= What is needed =
Across the records, find how many lines include the string "yellow" and answer with only the figure.

[Supplied data Boundary: Start]

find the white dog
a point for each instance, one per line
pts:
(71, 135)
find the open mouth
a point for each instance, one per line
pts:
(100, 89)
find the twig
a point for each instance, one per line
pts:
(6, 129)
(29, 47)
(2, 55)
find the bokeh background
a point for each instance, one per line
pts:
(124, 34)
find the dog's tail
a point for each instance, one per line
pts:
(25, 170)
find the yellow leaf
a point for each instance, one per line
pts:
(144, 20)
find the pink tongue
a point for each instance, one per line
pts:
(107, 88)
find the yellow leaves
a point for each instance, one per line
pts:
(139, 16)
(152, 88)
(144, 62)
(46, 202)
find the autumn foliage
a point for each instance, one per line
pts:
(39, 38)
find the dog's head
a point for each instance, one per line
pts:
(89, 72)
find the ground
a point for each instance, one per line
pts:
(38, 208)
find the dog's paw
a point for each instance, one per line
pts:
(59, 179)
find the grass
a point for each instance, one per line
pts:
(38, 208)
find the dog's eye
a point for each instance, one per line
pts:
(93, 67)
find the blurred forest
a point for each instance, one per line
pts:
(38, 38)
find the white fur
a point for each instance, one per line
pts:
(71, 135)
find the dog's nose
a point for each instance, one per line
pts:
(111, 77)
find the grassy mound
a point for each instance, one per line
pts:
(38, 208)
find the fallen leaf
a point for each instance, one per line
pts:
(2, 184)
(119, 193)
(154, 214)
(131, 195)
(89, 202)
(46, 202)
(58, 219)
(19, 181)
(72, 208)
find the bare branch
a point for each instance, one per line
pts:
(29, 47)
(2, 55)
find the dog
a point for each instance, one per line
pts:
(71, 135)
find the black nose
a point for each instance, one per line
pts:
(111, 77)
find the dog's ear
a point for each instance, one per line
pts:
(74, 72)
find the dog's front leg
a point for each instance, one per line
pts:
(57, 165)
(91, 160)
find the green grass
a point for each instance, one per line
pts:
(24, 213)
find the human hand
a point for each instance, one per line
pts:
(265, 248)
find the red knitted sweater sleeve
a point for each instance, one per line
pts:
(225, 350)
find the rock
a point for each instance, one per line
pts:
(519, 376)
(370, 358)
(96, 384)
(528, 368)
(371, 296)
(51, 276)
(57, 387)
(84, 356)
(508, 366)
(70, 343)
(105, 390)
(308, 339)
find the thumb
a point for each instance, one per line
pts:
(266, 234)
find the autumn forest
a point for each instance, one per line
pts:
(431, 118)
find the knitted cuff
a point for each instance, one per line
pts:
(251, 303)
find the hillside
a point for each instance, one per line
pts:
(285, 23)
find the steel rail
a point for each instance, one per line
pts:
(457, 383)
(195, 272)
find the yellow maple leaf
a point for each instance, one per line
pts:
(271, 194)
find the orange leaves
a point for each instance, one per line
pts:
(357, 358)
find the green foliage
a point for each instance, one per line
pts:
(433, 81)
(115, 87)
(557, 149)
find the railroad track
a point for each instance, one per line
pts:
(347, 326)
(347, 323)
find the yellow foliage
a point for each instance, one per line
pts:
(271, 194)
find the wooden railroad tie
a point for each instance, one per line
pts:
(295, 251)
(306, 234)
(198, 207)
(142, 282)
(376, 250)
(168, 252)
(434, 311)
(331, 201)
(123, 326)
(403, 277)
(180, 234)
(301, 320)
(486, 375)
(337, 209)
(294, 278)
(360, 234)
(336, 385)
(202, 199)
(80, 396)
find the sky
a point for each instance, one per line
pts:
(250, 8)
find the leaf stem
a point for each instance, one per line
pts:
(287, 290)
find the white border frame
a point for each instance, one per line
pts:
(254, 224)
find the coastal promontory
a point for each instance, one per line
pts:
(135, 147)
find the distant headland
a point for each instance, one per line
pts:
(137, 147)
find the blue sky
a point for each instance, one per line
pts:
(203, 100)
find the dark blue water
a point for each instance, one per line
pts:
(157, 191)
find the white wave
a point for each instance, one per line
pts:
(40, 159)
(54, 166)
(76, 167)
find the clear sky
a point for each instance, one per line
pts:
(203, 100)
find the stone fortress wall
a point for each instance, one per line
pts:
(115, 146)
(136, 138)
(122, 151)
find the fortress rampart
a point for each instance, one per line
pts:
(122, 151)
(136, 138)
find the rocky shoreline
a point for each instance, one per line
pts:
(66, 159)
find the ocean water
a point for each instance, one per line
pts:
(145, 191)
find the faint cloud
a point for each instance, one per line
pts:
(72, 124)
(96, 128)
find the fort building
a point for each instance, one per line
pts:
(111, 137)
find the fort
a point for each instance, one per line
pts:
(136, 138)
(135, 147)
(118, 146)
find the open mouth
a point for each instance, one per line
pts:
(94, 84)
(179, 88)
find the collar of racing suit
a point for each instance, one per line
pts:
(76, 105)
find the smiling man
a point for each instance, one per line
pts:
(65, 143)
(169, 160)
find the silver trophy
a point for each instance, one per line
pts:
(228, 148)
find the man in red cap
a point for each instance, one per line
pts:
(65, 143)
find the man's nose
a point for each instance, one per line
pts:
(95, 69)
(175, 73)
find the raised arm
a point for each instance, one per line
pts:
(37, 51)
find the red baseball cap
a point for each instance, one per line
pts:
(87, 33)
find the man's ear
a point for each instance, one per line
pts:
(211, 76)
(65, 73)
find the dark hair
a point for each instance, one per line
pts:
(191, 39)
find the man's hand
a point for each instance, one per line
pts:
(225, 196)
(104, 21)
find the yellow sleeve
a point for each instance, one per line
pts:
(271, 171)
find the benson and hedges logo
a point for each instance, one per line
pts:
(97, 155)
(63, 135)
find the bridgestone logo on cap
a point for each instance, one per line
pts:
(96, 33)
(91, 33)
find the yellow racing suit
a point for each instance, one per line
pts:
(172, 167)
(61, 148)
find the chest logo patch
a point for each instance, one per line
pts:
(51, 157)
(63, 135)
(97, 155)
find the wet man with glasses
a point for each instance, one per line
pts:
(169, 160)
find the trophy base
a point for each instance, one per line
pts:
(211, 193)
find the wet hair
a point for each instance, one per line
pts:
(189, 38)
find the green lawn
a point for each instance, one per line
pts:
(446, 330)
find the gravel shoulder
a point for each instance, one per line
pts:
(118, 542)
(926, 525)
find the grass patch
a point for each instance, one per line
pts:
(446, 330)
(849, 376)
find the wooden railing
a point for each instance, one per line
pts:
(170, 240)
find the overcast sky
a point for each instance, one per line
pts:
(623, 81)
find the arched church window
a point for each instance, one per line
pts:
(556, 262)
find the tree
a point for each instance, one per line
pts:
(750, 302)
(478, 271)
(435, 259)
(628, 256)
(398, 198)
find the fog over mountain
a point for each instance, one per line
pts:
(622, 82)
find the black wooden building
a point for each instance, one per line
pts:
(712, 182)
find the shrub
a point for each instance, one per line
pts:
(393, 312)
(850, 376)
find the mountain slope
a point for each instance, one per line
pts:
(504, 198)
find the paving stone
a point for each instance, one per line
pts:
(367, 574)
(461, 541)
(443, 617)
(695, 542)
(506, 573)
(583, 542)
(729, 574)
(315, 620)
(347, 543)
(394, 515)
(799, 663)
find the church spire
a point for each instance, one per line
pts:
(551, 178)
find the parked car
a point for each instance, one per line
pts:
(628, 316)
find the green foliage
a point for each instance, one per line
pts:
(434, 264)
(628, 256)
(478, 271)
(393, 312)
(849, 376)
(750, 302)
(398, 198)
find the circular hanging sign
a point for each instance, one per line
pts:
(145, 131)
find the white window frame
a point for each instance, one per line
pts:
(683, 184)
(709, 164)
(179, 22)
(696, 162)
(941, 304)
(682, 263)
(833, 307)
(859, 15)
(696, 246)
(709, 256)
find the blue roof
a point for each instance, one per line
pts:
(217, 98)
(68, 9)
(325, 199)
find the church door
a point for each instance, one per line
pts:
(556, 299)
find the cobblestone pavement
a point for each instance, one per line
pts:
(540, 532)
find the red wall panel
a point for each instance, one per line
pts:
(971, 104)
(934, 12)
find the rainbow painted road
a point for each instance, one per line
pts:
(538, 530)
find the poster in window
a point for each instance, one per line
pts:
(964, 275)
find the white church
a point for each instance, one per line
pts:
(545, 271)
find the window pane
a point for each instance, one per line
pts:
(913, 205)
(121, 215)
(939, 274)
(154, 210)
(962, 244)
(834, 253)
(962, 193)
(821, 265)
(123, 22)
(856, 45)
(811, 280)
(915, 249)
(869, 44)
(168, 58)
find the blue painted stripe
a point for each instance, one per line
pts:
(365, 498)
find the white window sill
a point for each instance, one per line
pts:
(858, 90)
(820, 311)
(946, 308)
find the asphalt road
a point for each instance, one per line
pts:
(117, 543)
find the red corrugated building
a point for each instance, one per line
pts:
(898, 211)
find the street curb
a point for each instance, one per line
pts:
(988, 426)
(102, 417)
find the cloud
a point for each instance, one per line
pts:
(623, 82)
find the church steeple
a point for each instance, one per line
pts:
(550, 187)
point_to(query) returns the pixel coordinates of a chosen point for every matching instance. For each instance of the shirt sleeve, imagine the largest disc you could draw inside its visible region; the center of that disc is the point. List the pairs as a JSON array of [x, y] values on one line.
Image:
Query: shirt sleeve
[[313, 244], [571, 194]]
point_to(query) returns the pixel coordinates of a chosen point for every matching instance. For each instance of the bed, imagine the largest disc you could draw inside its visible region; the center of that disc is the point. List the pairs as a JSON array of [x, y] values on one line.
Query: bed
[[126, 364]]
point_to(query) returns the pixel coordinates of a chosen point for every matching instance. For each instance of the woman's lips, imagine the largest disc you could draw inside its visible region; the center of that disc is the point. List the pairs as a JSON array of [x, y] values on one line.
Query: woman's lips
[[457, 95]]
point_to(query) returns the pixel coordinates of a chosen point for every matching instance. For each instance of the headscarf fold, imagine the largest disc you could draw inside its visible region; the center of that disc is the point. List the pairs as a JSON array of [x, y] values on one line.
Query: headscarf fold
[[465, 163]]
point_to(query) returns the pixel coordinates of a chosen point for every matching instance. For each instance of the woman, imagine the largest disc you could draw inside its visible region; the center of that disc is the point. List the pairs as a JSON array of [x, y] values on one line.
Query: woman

[Supplied data Boundary: End]

= Result =
6